» **Data extract**:
★ ★ ★ ★ ★ ★ ★
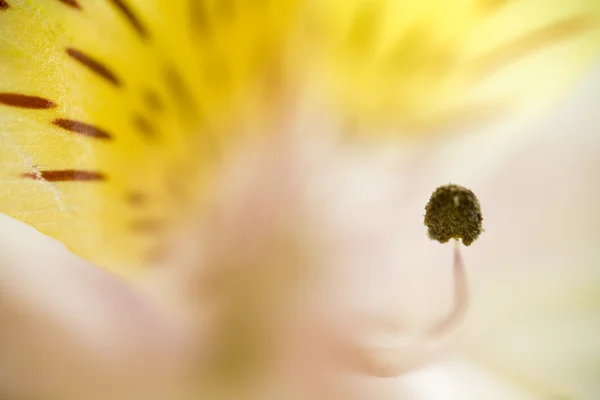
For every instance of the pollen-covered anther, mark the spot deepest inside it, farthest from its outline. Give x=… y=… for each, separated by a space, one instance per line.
x=453 y=212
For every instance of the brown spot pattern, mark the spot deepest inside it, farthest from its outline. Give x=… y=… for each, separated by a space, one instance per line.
x=82 y=128
x=65 y=175
x=131 y=17
x=94 y=65
x=25 y=101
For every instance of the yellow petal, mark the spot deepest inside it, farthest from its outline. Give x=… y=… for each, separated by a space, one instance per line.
x=428 y=65
x=111 y=112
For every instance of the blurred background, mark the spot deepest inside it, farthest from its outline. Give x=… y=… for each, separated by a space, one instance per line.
x=313 y=246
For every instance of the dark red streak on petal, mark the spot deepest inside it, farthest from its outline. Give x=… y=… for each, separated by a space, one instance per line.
x=66 y=175
x=131 y=17
x=94 y=66
x=24 y=101
x=82 y=128
x=71 y=3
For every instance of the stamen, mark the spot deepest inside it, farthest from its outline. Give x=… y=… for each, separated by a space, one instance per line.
x=461 y=299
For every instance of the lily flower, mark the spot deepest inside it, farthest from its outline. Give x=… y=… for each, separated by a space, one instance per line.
x=240 y=186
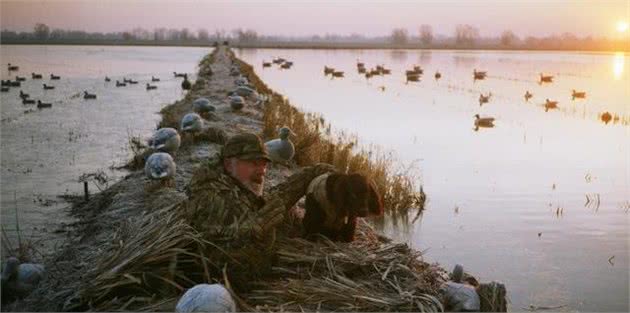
★ ★ ★ ★ ★ ★ ★
» **Task objective**:
Exactly as written, copy the entries above without their pictures.

» **Exercise answer**:
For every instance of the pollen-covered anther, mark the spot deepest inside it, farthest from its outline. Give x=… y=… for each, separated by a space, one instance per line.
x=453 y=212
For every instance of the brown spot pattern, mark the spot deepest inside it, farthest from its outline. Give x=… y=… for each, separated by a space, one instance per line.
x=82 y=128
x=65 y=175
x=131 y=17
x=94 y=65
x=25 y=101
For every instance of the yellow petal, mark the spot deepest inside it, farthest from its outline. Give x=… y=… for each, separated by a space, one instance per line.
x=428 y=65
x=111 y=112
For every instance of the blurred background, mark the spot deepest inside it, farthest from its outline. Give x=… y=… for each, separated by a space, one instance per line.
x=313 y=246
For every instance of the dark red streak on petal, mark the spot deepest inside it, farthest from its outline. Give x=… y=… for each, separated by a space, one instance per line.
x=66 y=175
x=131 y=17
x=94 y=66
x=24 y=101
x=82 y=128
x=71 y=3
For every instance of the stamen, mark the spot deepest inside it, farthest from its outline. Give x=… y=… for each, separated by a space, one instance per line.
x=461 y=299
For every instance of the lily flower, mark the spot deepest inside it, farthest from its outline. Give x=… y=… for each, separated by a space, one instance per line.
x=240 y=186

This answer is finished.